Source document: Begin

The coronavirus pandemic has left more than 11 million Americans out of work, and 50 million people in the U.S., including 17 million children, are projected to experience food insecurity this year. Demand on food banks is up 60%, and millions will be hungry at Thanksgiving.
Canned food drives are probably popping up in your neighborhood this time of year, which got us thinking: what’s the best way to help?
Cash is king
First, monetary donations are far more effective than material ones. Your instinct during a crisis, like a wildfire or a pandemic, might be to donate goods, like blankets, canned food or toothbrushes.
But Katherina Rosqueta, founding executive director of the Center for High Impact Philanthropy, said you should reach for your wallet instead.
“When you’re trying to figure out how you can help folks who are most affected by COVID or by any crisis or disaster, it is always better to provide cash donations to nonprofits who are providing immediate relief as opposed to making donations of goods,” she said.
That’s true for a few reasons. Financial donations are more flexible. The needs of people in crisis can change weekly, daily or even hourly, and cash donations allow nonprofits to respond to those needs more rapidly.
“You can’t do anything after everybody has gotten the blankets they need, but you still have 100 more blankets,” Rosqueta said.
Another reason cash is better is because donated goods require a lot of staff and volunteers to manage. And during COVID, a lot of organizations are not working at full capacity, Rosqueta said.
Even in nonpandemic times, cash creates more of an impact, she said. $10 might get you a couple of canned goods and boxes of pasta at the store, but food banks can make that $10 go exponentially further. Different companies, including wholesalers, supermarkets and farmers, donate their surplus to food banks for the cost of around 20 cents per pound.
“It includes not just the typical shelf stable, canned foods that we think of when we donate to a canned food drive, but it can also include fresh fruits and vegetables,” she said. “[It’s] nutritious food that for whatever reason can’t be used at the store, at the restaurant or at the supplier, but can be nutritious food for a family in your community who doesn’t know where the next meal is going to come from.”
There’s an environmental upside to this, too, because food banks take in perfectly good food that would otherwise be headed to a landfill.
Keep the tradition alive
Even knowing financial donations are far more effective, punching in your credit card number online might not provide the warm fuzzy feeling donating physical goods does.

Source document: End
Data extract: Begin

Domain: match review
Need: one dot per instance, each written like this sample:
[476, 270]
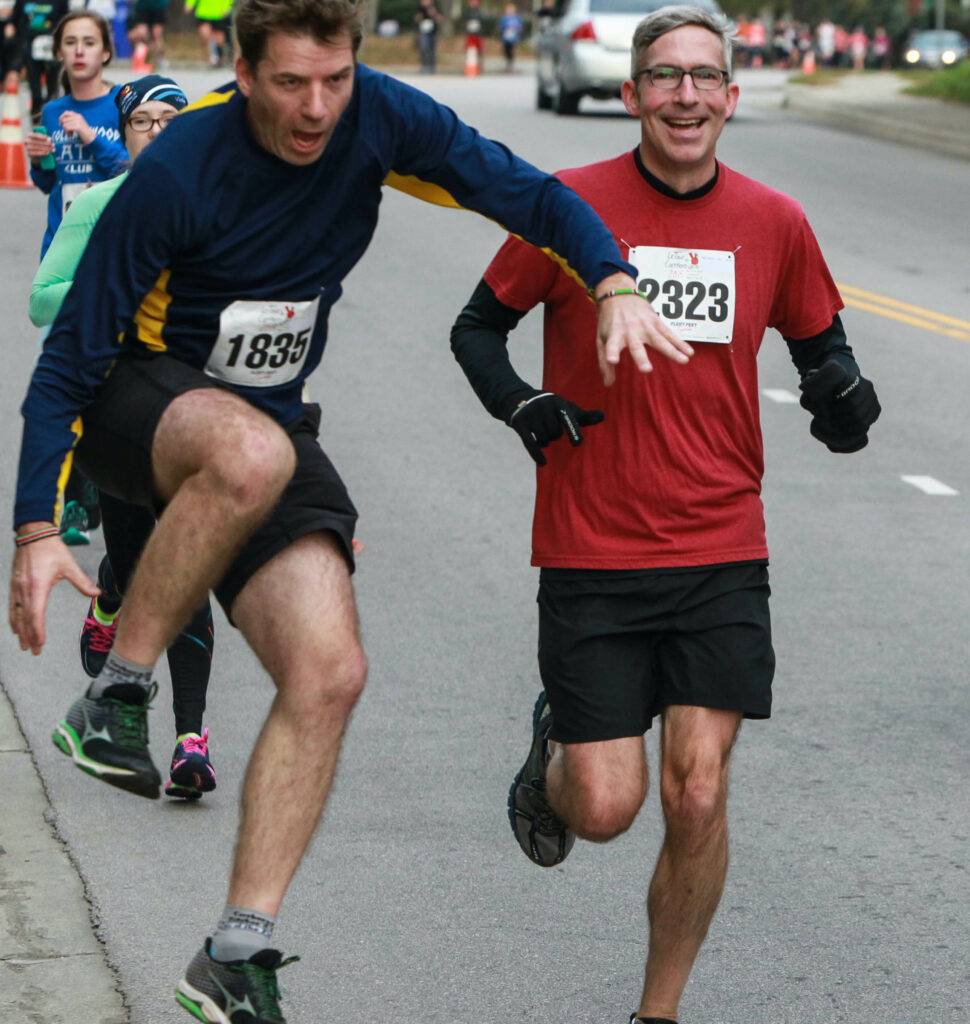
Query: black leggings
[127, 528]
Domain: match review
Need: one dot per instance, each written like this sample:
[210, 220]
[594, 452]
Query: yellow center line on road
[927, 320]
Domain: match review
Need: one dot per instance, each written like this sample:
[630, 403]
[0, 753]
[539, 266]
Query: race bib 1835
[262, 343]
[691, 290]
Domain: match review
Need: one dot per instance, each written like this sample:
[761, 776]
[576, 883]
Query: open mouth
[307, 141]
[683, 124]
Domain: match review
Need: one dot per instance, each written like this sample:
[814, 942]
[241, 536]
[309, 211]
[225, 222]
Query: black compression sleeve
[810, 353]
[479, 342]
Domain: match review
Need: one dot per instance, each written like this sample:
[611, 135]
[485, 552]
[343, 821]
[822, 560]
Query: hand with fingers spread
[541, 417]
[627, 321]
[38, 565]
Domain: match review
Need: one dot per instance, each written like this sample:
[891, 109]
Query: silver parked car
[584, 49]
[935, 48]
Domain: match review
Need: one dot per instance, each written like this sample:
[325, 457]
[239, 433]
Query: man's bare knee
[693, 800]
[216, 436]
[253, 466]
[600, 813]
[314, 687]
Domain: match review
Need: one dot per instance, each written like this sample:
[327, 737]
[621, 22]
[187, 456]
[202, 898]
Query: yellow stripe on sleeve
[427, 192]
[78, 429]
[150, 320]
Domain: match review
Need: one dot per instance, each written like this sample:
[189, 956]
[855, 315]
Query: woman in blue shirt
[82, 126]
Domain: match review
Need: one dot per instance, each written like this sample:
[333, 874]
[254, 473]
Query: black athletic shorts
[11, 55]
[616, 647]
[115, 452]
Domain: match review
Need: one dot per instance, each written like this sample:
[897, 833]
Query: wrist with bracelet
[614, 292]
[22, 540]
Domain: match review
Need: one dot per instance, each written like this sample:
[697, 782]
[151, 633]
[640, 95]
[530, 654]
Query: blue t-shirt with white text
[78, 166]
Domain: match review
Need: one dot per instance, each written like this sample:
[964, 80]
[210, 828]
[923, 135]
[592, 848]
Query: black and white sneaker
[544, 837]
[108, 737]
[237, 992]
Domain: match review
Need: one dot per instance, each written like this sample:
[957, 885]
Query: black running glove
[843, 407]
[541, 417]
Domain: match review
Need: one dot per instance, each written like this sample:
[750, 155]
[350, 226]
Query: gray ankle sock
[118, 672]
[241, 933]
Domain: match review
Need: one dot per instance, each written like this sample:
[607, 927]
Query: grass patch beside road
[951, 83]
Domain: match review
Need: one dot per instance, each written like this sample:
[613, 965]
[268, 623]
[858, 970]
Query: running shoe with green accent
[74, 524]
[108, 737]
[96, 640]
[237, 992]
[544, 837]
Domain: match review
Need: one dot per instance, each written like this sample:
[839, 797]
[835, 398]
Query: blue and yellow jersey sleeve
[207, 218]
[436, 158]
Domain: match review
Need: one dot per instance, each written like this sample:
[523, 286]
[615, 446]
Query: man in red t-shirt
[649, 535]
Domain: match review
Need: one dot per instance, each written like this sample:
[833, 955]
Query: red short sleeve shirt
[672, 477]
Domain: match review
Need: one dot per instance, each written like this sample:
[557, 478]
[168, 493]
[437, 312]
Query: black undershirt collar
[655, 182]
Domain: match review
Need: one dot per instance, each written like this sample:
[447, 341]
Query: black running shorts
[115, 452]
[617, 647]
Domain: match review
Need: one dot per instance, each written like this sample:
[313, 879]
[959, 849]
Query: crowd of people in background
[29, 50]
[786, 43]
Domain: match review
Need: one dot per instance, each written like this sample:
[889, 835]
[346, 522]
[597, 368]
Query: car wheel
[567, 102]
[543, 99]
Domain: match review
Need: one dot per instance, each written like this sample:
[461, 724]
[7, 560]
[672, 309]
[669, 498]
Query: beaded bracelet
[619, 291]
[39, 535]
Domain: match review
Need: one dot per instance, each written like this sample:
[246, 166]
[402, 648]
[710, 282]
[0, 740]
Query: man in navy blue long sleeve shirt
[173, 375]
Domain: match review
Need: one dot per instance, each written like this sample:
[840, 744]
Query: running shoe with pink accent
[96, 641]
[192, 772]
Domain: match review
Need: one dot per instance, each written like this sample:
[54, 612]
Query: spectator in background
[212, 17]
[149, 28]
[757, 42]
[858, 47]
[427, 17]
[783, 44]
[473, 28]
[511, 28]
[80, 131]
[825, 34]
[36, 20]
[11, 56]
[841, 58]
[882, 46]
[803, 40]
[742, 42]
[107, 8]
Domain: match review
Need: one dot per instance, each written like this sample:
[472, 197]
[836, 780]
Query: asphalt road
[848, 898]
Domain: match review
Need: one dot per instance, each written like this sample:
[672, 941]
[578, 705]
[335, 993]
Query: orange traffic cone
[12, 154]
[472, 64]
[139, 59]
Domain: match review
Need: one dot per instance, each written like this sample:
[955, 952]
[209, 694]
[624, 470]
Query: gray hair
[668, 18]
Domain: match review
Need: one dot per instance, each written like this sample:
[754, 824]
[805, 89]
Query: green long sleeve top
[55, 273]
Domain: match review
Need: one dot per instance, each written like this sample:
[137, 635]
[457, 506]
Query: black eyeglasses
[141, 122]
[669, 78]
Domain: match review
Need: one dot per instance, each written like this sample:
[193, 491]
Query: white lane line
[779, 395]
[929, 485]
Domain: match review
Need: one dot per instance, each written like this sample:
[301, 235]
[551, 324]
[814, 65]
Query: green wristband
[620, 291]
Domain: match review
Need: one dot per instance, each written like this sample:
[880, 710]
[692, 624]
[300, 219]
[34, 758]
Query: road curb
[902, 119]
[52, 967]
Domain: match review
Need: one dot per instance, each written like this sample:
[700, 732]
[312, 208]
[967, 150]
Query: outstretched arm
[479, 342]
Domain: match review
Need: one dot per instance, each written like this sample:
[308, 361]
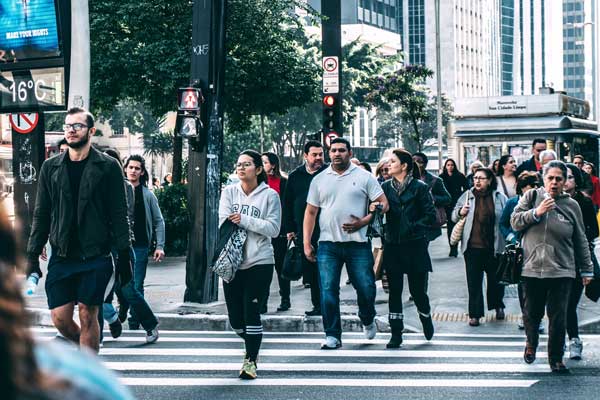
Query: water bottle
[31, 284]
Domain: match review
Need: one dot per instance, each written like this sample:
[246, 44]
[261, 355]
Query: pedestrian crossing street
[194, 358]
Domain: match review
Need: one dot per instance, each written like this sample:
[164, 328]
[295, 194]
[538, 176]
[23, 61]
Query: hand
[355, 225]
[309, 252]
[545, 206]
[159, 255]
[235, 218]
[464, 210]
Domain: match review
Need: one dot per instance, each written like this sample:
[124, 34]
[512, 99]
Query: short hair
[312, 143]
[423, 156]
[527, 178]
[538, 140]
[490, 175]
[546, 153]
[556, 164]
[142, 161]
[343, 141]
[89, 118]
[576, 174]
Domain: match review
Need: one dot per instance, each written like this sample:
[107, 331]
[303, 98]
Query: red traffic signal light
[329, 101]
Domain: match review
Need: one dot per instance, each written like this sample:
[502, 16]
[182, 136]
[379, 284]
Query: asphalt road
[205, 365]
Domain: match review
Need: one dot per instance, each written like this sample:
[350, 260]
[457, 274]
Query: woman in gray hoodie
[255, 207]
[555, 248]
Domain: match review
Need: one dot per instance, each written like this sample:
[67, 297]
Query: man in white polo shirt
[342, 193]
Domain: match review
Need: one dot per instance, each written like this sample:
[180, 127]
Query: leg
[329, 256]
[473, 263]
[62, 318]
[255, 283]
[558, 299]
[90, 330]
[359, 263]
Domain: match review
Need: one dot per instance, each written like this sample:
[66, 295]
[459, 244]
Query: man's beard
[77, 145]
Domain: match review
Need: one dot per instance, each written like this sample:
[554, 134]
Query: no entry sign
[24, 123]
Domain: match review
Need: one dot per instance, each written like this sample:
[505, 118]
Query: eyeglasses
[244, 165]
[77, 127]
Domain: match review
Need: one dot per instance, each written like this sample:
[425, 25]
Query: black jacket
[101, 214]
[294, 201]
[410, 215]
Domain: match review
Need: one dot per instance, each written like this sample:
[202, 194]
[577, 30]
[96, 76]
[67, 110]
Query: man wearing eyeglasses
[81, 208]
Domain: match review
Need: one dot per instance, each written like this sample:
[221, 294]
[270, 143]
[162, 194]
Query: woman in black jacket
[456, 184]
[410, 216]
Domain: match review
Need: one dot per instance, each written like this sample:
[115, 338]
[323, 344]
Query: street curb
[214, 322]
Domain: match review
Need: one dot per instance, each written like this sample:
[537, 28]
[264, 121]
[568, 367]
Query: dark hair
[89, 118]
[423, 157]
[490, 175]
[576, 175]
[445, 170]
[344, 141]
[503, 161]
[366, 166]
[406, 158]
[312, 143]
[142, 161]
[527, 178]
[538, 140]
[274, 161]
[257, 160]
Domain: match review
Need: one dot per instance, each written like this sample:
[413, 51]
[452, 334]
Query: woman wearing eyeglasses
[255, 207]
[481, 242]
[555, 249]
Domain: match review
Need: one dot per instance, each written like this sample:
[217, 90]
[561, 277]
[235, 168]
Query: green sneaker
[248, 370]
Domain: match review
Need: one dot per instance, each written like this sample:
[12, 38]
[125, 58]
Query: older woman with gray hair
[555, 248]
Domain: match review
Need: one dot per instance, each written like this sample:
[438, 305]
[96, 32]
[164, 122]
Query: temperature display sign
[42, 89]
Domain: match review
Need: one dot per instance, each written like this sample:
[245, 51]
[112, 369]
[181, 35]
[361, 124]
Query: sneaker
[575, 349]
[370, 330]
[331, 343]
[116, 328]
[152, 336]
[248, 370]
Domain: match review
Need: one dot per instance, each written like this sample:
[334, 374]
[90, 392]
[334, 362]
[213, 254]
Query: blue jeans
[331, 257]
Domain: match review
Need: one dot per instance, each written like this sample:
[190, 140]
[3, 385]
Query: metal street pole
[208, 70]
[438, 72]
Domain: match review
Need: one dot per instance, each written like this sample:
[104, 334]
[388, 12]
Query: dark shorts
[72, 281]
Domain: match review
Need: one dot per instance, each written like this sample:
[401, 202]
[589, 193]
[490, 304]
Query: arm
[269, 226]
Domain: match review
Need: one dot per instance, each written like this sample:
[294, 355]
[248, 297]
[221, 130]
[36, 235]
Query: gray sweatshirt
[554, 245]
[261, 217]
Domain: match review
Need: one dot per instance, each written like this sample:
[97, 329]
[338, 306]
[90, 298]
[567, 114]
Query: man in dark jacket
[441, 197]
[81, 209]
[534, 163]
[294, 205]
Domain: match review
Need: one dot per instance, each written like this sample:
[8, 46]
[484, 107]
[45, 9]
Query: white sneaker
[331, 343]
[575, 349]
[370, 330]
[152, 336]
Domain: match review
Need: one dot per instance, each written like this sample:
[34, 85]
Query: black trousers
[574, 297]
[478, 262]
[244, 295]
[550, 296]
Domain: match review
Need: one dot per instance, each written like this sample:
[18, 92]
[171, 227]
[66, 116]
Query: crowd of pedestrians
[101, 220]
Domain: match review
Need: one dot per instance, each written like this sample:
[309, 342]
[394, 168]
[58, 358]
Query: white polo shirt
[339, 197]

Data extract: End

Exercise instructions:
**a)** Answer these questions from the article about helping food banks during the pandemic, one line each:
(i) By how much has demand on food banks risen?
(ii) For about what cost per pound do companies donate their surplus to food banks?
(iii) What position does Katherina Rosqueta hold?
**b)** Transcribe the passage of the article about helping food banks that begins with the words containing "But Katherina Rosqueta, founding" and ends with "needs more rapidly.".
**c)** Write the next part of the article about helping food banks, picking up right after its final sentence.

Responses:
**a)**
(i) Demand on food banks is up 60%.
(ii) Companies donate their surplus for around 20 cents per pound.
(iii) She is the founding executive director of the Center for High Impact Philanthropy.

**b)**
But Katherina Rosqueta, founding executive director of the Center for High Impact Philanthropy, said you should reach for your wallet instead.
“When you’re trying to figure out how you can help folks who are most affected by COVID or by any crisis or disaster, it is always better to provide cash donations to nonprofits who are providing immediate relief as opposed to making donations of goods,” she said.
That’s true for a few reasons. Financial donations are more flexible. The needs of people in crisis can change weekly, daily or even hourly, and cash donations allow nonprofits to respond to those needs more rapidly.

**c)**
“Feeling that warm glow that can come from very concrete and sort of tangible volunteerism, don’t trade that off for impact,” Rosqueta said. You can still get that feeling; it just requires a bit more creativity.
For example, Rosqueta said, a church that did canned food drives changed it up a bit. Instead of cans of food, they collected cans with small monetary donations during their Christmas Eve service. The community got to keep its tradition, and feel connected, while making a much greater impact.
And while donating cash is always effective, donation drives can still be a good way to help those in need. The key is to partner with a nonprofit that has capacity to manage those donations well and has the ability to distribute the donations to the people who need them. Drives can be a great way to mobilize when they’re specific.
“In addition to filling a real need, it can raise awareness of that need in a community,” Rosqueta said. “It can bring people together in a really nice way, and that’s something that you don’t always get when you’re just writing a check.”
Some quick tips for donating well
“There’s a difference between a great charity, and a great cause,” Rosqueta said.
Not all charities efficiently use donations to help people. Money can be used for admin or salaries, so doing some quick research is important. Resources like BBB Wise Giving Alliance and Charity Navigator provide financial and organizational information on specific nonprofits. The Center for High Impact Philanthropy’s High Impact Giving Guide also analyzes organizations based on their “ability to make an impact and to do so cost effectively,” Rosqueta said.
Another way to find good organizations is to ask your network and find out which organizations your friends or family have really benefited from. “It’s always great to tap beneficiaries’ perspectives,” Rosqueta said.